■ TASK DESCRIPTION ■
Take the line that contains "asphalt road in this photo." as the first line and the last line of the material below as the final one; reproduce exactly the lines between, inclusive.

■ RECORDS SUPPLIED ■
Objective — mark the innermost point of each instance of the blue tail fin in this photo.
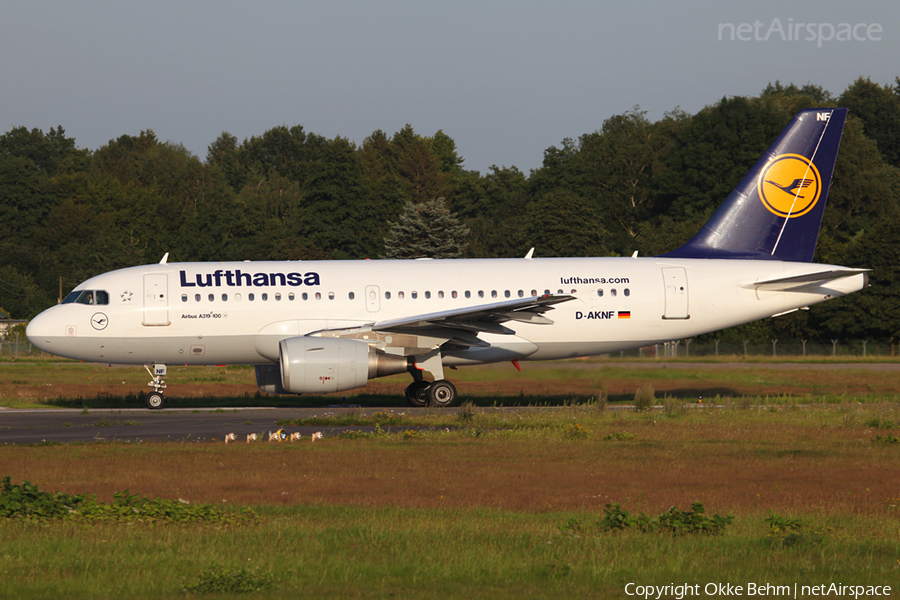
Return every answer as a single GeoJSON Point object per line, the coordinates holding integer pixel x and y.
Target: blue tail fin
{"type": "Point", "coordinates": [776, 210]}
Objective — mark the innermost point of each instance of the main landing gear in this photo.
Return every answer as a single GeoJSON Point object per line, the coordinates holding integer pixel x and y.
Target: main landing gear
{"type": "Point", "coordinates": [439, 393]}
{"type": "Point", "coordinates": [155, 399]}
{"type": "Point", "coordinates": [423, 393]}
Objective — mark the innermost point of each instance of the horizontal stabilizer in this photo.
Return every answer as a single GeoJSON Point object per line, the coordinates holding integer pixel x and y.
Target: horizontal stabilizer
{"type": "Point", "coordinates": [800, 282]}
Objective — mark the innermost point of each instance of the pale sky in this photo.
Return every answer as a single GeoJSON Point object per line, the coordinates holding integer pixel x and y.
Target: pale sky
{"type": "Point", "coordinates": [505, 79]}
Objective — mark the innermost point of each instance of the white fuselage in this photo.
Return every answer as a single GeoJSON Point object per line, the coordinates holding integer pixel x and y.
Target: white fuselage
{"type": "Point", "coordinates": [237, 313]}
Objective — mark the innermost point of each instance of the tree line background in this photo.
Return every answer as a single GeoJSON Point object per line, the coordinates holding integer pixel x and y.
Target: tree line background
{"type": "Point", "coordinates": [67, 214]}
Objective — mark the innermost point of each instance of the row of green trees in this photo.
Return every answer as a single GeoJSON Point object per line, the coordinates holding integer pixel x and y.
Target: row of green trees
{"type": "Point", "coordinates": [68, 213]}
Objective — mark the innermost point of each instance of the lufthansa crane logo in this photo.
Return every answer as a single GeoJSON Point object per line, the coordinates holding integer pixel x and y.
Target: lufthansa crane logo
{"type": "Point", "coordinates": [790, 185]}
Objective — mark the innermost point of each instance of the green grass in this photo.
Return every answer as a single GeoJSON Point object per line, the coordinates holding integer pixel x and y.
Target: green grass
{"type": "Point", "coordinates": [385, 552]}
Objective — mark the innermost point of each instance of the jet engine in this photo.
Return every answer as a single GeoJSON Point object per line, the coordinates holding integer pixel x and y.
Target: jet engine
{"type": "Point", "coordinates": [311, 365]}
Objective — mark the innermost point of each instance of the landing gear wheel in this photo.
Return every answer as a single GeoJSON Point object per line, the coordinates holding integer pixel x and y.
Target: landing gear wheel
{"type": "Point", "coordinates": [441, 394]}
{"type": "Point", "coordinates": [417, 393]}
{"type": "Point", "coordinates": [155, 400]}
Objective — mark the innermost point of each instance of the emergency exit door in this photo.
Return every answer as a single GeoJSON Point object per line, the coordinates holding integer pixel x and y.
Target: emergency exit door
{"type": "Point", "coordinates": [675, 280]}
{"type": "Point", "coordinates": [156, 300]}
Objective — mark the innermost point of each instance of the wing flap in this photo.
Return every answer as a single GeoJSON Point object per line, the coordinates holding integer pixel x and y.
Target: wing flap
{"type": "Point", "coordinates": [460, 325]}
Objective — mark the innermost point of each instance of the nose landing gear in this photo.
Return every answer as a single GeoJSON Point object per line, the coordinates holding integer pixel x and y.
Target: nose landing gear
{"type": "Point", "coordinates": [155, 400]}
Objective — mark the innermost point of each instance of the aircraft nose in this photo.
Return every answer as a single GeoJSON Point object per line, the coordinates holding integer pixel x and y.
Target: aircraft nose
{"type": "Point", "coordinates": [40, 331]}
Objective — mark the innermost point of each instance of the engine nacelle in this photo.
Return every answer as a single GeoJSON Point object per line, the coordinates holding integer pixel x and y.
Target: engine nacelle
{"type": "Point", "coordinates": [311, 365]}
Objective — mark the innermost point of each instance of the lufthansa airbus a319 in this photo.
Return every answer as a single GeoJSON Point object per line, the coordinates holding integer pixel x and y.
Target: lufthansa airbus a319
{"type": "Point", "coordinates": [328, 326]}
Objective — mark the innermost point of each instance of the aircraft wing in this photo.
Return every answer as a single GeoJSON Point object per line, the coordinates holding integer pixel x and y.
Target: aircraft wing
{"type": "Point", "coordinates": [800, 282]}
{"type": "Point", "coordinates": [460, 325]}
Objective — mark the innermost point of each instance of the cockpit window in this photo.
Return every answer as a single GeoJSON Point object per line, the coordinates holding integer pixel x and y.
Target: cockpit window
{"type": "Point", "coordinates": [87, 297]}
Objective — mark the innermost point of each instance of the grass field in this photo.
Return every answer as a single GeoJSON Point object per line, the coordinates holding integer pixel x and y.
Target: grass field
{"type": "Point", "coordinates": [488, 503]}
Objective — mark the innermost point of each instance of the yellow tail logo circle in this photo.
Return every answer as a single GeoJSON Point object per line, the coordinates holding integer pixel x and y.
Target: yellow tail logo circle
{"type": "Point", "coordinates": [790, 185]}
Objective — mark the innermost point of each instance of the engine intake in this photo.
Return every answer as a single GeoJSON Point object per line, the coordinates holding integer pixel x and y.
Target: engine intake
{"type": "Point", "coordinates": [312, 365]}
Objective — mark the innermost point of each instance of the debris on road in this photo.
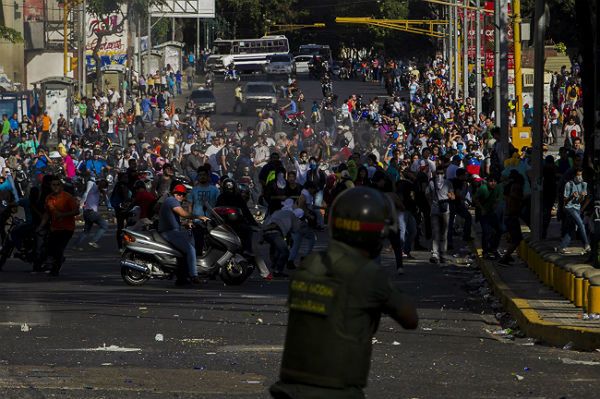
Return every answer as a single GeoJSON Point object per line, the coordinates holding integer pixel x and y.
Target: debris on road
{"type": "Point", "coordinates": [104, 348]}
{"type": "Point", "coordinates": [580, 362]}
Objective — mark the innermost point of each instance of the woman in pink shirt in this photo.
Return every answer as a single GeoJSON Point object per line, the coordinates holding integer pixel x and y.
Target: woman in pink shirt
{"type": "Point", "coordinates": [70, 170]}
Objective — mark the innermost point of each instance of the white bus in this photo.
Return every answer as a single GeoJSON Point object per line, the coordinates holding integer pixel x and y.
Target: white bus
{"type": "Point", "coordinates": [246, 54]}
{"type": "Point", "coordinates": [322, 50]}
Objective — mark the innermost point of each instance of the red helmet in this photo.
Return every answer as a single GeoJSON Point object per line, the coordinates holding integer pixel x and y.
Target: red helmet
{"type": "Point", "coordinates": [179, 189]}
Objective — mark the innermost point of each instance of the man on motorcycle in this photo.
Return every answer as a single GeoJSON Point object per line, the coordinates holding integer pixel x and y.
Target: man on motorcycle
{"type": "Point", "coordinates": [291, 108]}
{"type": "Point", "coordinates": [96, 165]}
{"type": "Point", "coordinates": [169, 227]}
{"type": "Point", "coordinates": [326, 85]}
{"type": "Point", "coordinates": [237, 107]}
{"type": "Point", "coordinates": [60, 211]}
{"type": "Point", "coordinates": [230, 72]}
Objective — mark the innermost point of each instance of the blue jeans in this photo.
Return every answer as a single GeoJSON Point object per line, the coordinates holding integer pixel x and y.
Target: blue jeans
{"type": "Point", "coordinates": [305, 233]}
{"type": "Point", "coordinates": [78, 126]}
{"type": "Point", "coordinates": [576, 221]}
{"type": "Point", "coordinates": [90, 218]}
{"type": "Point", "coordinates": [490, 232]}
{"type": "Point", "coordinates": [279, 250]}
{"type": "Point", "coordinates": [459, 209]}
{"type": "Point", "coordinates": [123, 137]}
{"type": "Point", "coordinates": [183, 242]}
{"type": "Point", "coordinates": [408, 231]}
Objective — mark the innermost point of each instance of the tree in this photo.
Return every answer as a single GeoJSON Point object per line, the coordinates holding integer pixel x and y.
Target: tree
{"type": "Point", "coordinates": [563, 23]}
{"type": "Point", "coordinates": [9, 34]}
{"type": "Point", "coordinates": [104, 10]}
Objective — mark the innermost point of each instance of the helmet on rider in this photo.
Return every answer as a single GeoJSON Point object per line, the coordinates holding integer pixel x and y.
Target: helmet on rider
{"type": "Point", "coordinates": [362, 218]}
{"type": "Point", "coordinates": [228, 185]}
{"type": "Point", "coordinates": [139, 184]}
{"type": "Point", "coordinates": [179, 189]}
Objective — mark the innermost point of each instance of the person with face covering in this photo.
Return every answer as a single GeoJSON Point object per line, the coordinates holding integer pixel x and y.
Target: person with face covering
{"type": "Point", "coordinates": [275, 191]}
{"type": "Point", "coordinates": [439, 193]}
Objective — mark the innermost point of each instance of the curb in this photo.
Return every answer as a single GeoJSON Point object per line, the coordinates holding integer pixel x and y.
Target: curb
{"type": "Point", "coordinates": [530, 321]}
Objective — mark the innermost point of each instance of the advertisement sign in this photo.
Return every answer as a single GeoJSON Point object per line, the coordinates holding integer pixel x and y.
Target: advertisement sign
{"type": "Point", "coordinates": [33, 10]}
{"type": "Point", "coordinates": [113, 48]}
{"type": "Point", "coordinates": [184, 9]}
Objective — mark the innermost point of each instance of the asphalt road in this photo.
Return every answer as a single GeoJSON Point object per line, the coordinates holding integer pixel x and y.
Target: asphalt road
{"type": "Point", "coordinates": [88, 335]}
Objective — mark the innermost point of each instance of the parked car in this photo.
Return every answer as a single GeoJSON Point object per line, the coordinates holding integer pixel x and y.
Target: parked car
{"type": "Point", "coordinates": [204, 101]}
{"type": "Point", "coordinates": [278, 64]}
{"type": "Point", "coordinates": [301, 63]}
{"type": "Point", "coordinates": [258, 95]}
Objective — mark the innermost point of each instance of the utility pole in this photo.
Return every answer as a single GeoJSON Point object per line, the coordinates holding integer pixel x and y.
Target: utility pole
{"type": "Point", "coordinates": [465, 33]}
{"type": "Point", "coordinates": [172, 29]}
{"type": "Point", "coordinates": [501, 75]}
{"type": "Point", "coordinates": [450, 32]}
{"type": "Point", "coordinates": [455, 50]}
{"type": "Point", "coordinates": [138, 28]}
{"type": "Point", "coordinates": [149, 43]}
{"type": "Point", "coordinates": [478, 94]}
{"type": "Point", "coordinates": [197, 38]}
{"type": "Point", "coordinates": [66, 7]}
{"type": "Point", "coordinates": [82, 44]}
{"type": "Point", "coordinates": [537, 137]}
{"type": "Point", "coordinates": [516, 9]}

■ ANSWER FOR THE TASK ■
Objective — mark the innermost point of each instance of the asphalt road in this photo.
Return every answer as a single GeoJSON Point object per line, the coordinates holding integer pixel x and y.
Target: asphalt road
{"type": "Point", "coordinates": [88, 335]}
Objective — mark the innermost point of each instance of the parked car in this photo.
Return every answer as a single GeoJSON Point object per line, the coordinates holding integer pixel x and y.
Target: parked car
{"type": "Point", "coordinates": [204, 101]}
{"type": "Point", "coordinates": [278, 64]}
{"type": "Point", "coordinates": [301, 63]}
{"type": "Point", "coordinates": [258, 95]}
Objective — mark the innermost point of each instance of the utility pole in this photo.
Return every answer as a single GeoJSON Point object per line, the coordinates holding integer pixel x and y.
Target: utility pole
{"type": "Point", "coordinates": [465, 33]}
{"type": "Point", "coordinates": [172, 29]}
{"type": "Point", "coordinates": [501, 75]}
{"type": "Point", "coordinates": [450, 32]}
{"type": "Point", "coordinates": [455, 50]}
{"type": "Point", "coordinates": [138, 28]}
{"type": "Point", "coordinates": [149, 43]}
{"type": "Point", "coordinates": [478, 94]}
{"type": "Point", "coordinates": [197, 38]}
{"type": "Point", "coordinates": [66, 7]}
{"type": "Point", "coordinates": [82, 44]}
{"type": "Point", "coordinates": [537, 137]}
{"type": "Point", "coordinates": [516, 9]}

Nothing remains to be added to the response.